*Required action*
Report all lines in the records that hold the string "this".

Stored records:
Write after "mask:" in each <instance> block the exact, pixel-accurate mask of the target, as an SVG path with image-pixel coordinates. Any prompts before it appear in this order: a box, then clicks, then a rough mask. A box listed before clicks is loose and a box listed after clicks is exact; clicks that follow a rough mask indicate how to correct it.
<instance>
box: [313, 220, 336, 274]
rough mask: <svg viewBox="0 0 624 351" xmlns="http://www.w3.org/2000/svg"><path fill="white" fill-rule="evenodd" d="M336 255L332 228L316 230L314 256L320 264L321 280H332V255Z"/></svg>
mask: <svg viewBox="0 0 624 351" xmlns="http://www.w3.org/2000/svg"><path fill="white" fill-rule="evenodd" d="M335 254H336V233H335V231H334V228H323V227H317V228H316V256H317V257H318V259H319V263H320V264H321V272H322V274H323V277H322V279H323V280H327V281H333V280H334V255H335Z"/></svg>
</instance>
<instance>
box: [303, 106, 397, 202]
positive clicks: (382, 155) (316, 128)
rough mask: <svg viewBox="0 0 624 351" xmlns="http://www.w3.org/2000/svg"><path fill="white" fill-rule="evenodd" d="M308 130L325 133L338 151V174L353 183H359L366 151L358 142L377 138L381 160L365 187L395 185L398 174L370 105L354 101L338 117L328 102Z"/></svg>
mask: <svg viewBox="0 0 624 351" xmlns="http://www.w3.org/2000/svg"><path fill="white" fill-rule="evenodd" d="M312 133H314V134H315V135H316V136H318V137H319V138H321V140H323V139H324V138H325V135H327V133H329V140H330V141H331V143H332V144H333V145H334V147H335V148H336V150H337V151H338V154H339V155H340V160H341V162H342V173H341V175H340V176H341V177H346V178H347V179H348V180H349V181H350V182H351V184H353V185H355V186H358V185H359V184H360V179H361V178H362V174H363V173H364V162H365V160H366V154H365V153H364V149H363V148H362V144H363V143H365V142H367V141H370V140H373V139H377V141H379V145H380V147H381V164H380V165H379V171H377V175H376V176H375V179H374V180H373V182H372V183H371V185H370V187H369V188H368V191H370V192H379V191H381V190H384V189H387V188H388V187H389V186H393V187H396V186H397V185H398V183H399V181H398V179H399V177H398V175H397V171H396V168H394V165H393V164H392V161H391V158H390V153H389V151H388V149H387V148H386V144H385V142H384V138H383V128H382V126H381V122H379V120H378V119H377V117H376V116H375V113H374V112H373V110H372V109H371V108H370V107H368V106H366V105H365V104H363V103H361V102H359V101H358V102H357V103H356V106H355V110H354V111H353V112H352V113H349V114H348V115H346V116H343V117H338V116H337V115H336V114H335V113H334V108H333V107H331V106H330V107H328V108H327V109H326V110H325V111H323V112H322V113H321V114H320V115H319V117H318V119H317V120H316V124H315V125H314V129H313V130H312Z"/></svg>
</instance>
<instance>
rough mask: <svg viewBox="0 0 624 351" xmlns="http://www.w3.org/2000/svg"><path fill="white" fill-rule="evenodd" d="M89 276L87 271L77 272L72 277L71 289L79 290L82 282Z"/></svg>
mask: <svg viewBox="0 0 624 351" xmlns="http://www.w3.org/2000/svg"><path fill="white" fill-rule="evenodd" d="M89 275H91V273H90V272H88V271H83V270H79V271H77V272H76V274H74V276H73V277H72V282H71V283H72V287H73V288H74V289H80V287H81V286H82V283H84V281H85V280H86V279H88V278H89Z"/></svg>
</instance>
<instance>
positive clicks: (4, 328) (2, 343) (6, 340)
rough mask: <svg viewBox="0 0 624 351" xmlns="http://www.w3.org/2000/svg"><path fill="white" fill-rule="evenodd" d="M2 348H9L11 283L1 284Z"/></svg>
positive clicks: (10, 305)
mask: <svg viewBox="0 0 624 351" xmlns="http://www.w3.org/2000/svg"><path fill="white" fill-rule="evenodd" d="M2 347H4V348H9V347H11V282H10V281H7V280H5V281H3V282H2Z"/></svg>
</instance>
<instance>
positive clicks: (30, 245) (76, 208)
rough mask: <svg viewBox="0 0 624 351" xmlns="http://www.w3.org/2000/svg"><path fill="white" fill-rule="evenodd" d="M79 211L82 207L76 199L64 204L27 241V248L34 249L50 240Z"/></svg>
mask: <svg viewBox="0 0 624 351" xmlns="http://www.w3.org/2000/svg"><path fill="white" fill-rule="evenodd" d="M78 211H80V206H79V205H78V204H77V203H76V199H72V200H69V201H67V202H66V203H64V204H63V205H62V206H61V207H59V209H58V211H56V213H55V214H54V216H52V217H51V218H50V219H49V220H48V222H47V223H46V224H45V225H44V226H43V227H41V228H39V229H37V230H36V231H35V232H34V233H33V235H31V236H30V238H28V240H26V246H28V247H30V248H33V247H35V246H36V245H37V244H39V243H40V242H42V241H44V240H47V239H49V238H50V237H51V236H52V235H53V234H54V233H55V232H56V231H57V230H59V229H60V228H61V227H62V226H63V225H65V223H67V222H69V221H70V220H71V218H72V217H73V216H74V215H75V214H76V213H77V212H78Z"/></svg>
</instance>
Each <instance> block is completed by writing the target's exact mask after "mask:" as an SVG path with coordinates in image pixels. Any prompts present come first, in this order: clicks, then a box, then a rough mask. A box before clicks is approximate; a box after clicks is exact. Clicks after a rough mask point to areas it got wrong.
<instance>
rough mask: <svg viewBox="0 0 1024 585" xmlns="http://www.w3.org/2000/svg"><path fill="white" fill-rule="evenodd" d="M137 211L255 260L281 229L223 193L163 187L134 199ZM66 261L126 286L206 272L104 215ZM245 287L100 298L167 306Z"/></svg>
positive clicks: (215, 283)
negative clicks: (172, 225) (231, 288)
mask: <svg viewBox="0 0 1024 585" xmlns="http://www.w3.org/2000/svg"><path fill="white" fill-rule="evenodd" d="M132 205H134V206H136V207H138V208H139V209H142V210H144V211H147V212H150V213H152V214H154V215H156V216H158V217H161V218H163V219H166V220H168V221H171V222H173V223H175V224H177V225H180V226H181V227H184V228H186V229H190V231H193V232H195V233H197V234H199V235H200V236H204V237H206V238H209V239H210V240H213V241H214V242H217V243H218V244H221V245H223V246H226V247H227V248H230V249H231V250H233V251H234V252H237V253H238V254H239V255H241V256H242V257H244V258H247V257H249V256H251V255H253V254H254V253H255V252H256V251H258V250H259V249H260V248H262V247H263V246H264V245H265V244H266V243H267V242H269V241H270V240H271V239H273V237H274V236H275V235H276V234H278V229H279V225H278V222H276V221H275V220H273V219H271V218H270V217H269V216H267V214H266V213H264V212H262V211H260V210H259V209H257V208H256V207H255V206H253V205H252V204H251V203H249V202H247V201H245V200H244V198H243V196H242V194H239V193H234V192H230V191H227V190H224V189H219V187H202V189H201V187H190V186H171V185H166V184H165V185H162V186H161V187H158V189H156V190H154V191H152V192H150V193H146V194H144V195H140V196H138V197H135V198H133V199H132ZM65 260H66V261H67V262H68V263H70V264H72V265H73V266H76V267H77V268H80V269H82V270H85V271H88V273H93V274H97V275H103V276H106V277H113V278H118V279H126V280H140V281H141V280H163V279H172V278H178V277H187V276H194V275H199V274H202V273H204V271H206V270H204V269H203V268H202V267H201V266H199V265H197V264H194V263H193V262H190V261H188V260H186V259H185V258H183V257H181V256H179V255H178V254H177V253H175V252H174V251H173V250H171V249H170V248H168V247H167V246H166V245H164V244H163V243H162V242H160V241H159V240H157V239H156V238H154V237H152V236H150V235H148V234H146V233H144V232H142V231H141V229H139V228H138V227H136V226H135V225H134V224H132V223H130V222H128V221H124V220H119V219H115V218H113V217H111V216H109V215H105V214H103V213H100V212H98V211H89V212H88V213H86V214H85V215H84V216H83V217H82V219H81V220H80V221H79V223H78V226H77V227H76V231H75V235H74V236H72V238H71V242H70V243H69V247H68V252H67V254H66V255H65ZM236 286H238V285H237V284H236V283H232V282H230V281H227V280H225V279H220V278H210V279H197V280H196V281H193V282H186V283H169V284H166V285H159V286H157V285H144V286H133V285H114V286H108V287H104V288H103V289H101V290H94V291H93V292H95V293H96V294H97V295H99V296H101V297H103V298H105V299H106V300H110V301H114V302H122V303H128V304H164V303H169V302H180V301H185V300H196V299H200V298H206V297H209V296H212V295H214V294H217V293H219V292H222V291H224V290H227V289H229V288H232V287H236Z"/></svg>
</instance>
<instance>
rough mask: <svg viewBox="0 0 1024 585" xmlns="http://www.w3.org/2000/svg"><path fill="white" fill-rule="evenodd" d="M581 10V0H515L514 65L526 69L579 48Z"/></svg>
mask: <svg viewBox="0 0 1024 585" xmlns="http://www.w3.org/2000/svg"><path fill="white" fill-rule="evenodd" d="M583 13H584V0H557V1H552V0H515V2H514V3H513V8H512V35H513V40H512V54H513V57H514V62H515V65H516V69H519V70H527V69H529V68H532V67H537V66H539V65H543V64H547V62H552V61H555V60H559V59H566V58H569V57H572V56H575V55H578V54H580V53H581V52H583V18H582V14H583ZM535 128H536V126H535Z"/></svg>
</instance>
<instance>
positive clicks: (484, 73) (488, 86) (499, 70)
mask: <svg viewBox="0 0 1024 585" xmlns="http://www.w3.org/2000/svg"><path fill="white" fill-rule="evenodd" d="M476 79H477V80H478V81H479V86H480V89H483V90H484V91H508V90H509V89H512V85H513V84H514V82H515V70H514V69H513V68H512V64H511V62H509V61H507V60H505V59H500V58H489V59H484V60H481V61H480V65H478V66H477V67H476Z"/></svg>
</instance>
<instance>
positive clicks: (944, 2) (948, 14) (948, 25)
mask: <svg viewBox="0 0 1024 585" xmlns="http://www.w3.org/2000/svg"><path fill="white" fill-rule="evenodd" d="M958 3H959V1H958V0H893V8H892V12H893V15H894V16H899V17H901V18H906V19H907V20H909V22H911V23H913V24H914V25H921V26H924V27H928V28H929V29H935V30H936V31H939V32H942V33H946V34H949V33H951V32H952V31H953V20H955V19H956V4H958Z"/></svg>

*Answer area*
Write after "mask:" in each <instance> block the exact, pixel-accurate mask of the target, as an SVG path with image-pixel coordinates. Any prompts before it appear in this order: a box, then clicks, then a rough mask. A box listed before clicks is loose and a box listed after clicks is exact; clicks that follow a rough mask indicate how to correct it.
Each <instance> block is completed by writing the target's exact mask after "mask:" as an SVG path with coordinates in image pixels. Any prompts present come first, in this order: clicks, then a box, then a rough mask. A box before clicks is approximate; a box after clicks is exact. Clicks after a rough mask point to areas it got wrong.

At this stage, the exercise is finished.